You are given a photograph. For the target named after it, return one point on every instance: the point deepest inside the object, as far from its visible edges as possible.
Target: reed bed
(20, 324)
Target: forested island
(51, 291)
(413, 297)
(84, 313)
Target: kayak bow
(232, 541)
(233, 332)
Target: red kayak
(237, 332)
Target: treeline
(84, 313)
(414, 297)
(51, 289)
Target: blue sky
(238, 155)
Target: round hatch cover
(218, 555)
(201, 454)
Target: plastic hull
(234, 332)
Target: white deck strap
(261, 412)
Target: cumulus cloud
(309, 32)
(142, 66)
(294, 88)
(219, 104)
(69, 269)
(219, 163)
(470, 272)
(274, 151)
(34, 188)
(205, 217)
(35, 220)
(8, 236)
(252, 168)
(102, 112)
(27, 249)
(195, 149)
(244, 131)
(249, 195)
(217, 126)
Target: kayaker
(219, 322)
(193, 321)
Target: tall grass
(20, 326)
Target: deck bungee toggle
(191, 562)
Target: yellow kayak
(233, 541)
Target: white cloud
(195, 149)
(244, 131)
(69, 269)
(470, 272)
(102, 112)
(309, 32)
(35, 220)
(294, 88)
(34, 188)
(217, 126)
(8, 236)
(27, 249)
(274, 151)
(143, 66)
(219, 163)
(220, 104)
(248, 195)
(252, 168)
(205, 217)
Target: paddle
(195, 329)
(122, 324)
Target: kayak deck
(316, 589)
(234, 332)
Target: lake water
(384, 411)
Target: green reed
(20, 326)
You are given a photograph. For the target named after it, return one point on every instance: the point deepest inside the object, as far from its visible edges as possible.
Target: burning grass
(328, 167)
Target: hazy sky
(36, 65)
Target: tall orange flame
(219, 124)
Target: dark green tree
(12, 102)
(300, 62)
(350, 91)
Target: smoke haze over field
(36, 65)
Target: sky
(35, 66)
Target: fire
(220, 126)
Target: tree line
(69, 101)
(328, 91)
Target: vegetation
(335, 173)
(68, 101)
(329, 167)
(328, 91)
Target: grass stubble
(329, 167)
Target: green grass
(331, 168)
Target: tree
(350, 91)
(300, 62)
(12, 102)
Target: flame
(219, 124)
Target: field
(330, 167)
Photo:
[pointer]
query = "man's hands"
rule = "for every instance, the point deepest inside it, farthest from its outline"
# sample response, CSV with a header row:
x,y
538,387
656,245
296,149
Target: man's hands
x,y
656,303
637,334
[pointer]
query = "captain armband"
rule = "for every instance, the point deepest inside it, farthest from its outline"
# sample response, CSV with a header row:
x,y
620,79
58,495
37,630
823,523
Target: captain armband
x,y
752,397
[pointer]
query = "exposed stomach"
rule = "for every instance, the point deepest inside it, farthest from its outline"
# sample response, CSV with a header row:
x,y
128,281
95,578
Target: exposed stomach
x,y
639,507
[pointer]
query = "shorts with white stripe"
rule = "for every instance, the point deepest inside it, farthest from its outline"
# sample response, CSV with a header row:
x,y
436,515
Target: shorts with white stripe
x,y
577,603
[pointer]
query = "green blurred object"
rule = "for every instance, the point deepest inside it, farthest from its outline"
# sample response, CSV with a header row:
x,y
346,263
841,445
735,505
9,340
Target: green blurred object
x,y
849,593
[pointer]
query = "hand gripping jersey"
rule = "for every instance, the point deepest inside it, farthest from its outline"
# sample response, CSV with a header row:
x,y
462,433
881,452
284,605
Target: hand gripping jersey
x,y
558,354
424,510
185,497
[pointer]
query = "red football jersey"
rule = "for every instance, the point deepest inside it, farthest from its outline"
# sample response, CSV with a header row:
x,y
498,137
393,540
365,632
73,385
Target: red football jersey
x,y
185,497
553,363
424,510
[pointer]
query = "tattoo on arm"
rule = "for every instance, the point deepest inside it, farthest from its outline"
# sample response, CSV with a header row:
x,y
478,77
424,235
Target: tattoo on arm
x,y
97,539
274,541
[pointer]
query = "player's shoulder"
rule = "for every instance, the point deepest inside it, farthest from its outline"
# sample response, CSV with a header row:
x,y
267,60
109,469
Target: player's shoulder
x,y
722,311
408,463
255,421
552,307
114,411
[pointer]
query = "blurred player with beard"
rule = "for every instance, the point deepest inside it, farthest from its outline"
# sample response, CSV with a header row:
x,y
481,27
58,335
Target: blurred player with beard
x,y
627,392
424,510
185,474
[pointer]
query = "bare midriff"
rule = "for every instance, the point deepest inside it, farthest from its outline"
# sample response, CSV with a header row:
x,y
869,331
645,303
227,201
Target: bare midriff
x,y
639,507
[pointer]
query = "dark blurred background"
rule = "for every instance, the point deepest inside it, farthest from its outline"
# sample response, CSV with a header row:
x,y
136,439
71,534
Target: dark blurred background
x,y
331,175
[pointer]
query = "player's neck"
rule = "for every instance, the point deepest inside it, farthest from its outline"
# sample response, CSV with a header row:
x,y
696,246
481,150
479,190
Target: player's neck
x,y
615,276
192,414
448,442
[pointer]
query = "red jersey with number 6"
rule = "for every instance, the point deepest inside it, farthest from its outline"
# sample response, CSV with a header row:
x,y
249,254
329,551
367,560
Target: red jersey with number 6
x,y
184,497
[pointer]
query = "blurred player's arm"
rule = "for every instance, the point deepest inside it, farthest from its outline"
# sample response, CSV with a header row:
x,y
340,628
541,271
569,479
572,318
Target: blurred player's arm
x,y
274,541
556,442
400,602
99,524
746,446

==============================

## Instructions for the task
The entries above must be returned exactly.

## Answer to the task
You are given a photograph. For the target named after it, return one point on every instance: the point deepest inside the object, as far from its visible edges as possible.
Target: reed bed
(20, 324)
Target: forested island
(51, 291)
(413, 297)
(84, 313)
Target: kayak bow
(232, 541)
(233, 332)
Target: red kayak
(237, 332)
Target: treeline
(84, 313)
(414, 297)
(51, 289)
Target: blue sky
(238, 155)
Target: round hatch cover
(218, 555)
(201, 454)
Target: plastic hull
(234, 332)
Target: white deck strap
(261, 412)
Target: cumulus cloud
(309, 32)
(142, 66)
(294, 88)
(219, 104)
(69, 269)
(219, 163)
(470, 272)
(274, 151)
(34, 188)
(205, 217)
(35, 220)
(8, 236)
(252, 168)
(102, 112)
(27, 249)
(195, 149)
(244, 131)
(249, 195)
(217, 126)
Target: kayaker
(219, 322)
(193, 321)
Target: tall grass
(20, 326)
Target: deck bungee toggle
(191, 562)
Target: yellow kayak
(233, 541)
Target: white cloud
(195, 149)
(244, 131)
(69, 269)
(470, 272)
(102, 112)
(309, 32)
(35, 220)
(294, 88)
(34, 188)
(217, 126)
(8, 236)
(27, 249)
(274, 151)
(143, 66)
(219, 163)
(220, 104)
(248, 195)
(252, 168)
(205, 217)
Target: paddle
(195, 329)
(122, 324)
Target: kayak deck
(316, 589)
(234, 332)
Target: lake water
(384, 411)
Target: green reed
(20, 326)
You are given a photograph. For the target named after it, return one point on every instance: the point deepest inside the object, as far from its visible edges as possible.
Target: burning grass
(328, 167)
Target: hazy sky
(36, 65)
Target: tall orange flame
(219, 124)
Target: dark green tree
(12, 102)
(300, 62)
(350, 91)
Target: smoke haze over field
(36, 65)
Target: sky
(35, 66)
Target: fire
(220, 126)
Target: tree line
(69, 101)
(328, 91)
Target: vegetation
(335, 173)
(68, 101)
(329, 167)
(328, 91)
Target: grass stubble
(329, 167)
Target: green grass
(331, 168)
Target: tree
(350, 91)
(300, 62)
(12, 102)
Target: flame
(219, 124)
Target: field
(330, 167)
Photo:
[pointer]
query = "man's hands"
rule = "for every instance, the point deepest inside it, farthest from its outline"
# sample response, CSV with a header row:
x,y
538,387
656,245
296,149
Target: man's hands
x,y
656,303
637,334
[pointer]
query = "captain armband"
rule = "for every instance, the point deepest inside it, farthest from its outline"
# sample response, CSV with a header row:
x,y
620,79
58,495
37,630
823,523
Target: captain armband
x,y
752,397
[pointer]
query = "exposed stomach"
rule = "for every instance, the point deepest inside it, farthest from its outline"
# sample response, CSV with a header row:
x,y
128,281
95,578
Target: exposed stomach
x,y
639,507
[pointer]
query = "shorts with white stripe"
rule = "for every instance, the point deepest inside it, farthest from its outline"
# sample response, CSV with a header row:
x,y
436,515
Target: shorts with white stripe
x,y
577,603
[pointer]
query = "green blurred object"
rule = "for every instance, the point deepest inside it, farthest from its outline"
# sample response, CSV with a header row:
x,y
346,263
841,445
735,505
9,340
Target: green blurred object
x,y
849,593
[pointer]
query = "hand gripping jersey"
rule = "for every instance, the point deepest inside it, farthest from its outline"
# sample response, CSV with a header row:
x,y
462,433
881,452
284,605
Target: hand gripping jersey
x,y
558,354
424,510
185,497
[pointer]
query = "red football jersey"
rule = "for every instance, the point deepest inside it, farthest from its outline"
# sample response, CSV with a header row:
x,y
498,137
393,540
365,632
73,385
Target: red football jersey
x,y
185,497
553,363
424,510
[pointer]
query = "tattoo on arm"
rule = "for every instance, the point deepest inside it, farthest from its outline"
# sample response, CSV with a header row:
x,y
478,77
424,235
Target: tattoo on arm
x,y
97,539
274,541
[pointer]
query = "player's shoulder"
rule = "for every instance, the point deepest inside it, farthest from its outline"
# sample response, CSV with a header row:
x,y
267,60
109,469
Target: player's shoulder
x,y
722,311
408,463
255,421
552,307
114,411
[pointer]
query = "blurred player with beard"
rule = "for every instance, the point deepest inside it, farthest from its outline"
# sample response, CSV with a header row:
x,y
481,27
58,335
Target: blurred player with beard
x,y
627,392
424,510
185,474
[pointer]
query = "bare midriff"
rule = "for every instance, the point deepest inside it, farthest from its outline"
# sample response, CSV with a header row:
x,y
869,331
645,303
227,201
Target: bare midriff
x,y
639,507
[pointer]
query = "dark blurred background"
rule = "for every instance, the point deepest inside it, farthest from its outline"
# sample response, CSV with a header row:
x,y
136,439
71,534
Target: dark blurred background
x,y
331,175
[pointer]
query = "player's neck"
rule = "for every instance, the point deepest inside it, farthest from its outline"
# sample response, CSV with a header row:
x,y
696,246
481,150
479,190
Target: player's neck
x,y
615,276
192,414
448,442
[pointer]
query = "red jersey with number 6"
rule = "for every instance, the point deepest inside it, farthest from its outline"
# sample response, CSV with a header row:
x,y
249,254
329,551
367,560
Target: red jersey with number 6
x,y
184,497
[pointer]
query = "blurred player's arm"
rule = "for every instance, the point deepest inside it, farthest from its outline"
# sample response, CSV with a header row:
x,y
340,628
541,271
569,479
572,318
Target: blurred player's arm
x,y
274,541
556,442
400,602
99,524
746,446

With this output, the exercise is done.